------ Input records
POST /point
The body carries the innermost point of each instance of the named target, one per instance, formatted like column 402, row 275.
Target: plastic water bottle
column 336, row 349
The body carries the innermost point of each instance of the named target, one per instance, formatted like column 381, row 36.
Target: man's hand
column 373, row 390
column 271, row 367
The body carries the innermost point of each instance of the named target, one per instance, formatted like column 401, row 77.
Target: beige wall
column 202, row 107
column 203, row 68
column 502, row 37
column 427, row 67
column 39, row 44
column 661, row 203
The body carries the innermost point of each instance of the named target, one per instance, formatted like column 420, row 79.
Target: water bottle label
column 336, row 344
------------
Given instruction | Reproduce each of the records above line for line, with no changes.

Output |
POST /point
The body carries the innermost point of each instance of the named target, one per instance, formatted like column 402, row 275.
Target: plastic water bottle
column 336, row 349
The body carries the innermost point of each instance of the named target, one per instance, formatted like column 381, row 36.
Target: man's hand
column 373, row 390
column 271, row 367
The body carries the innermost point of each instance of the named target, one per instance, formatted like column 401, row 77.
Target: beige wall
column 202, row 107
column 203, row 68
column 502, row 37
column 427, row 67
column 39, row 44
column 661, row 203
The body carries the innermost point of each instance of the named target, one per instance, formatted like column 420, row 79.
Target: water bottle label
column 336, row 344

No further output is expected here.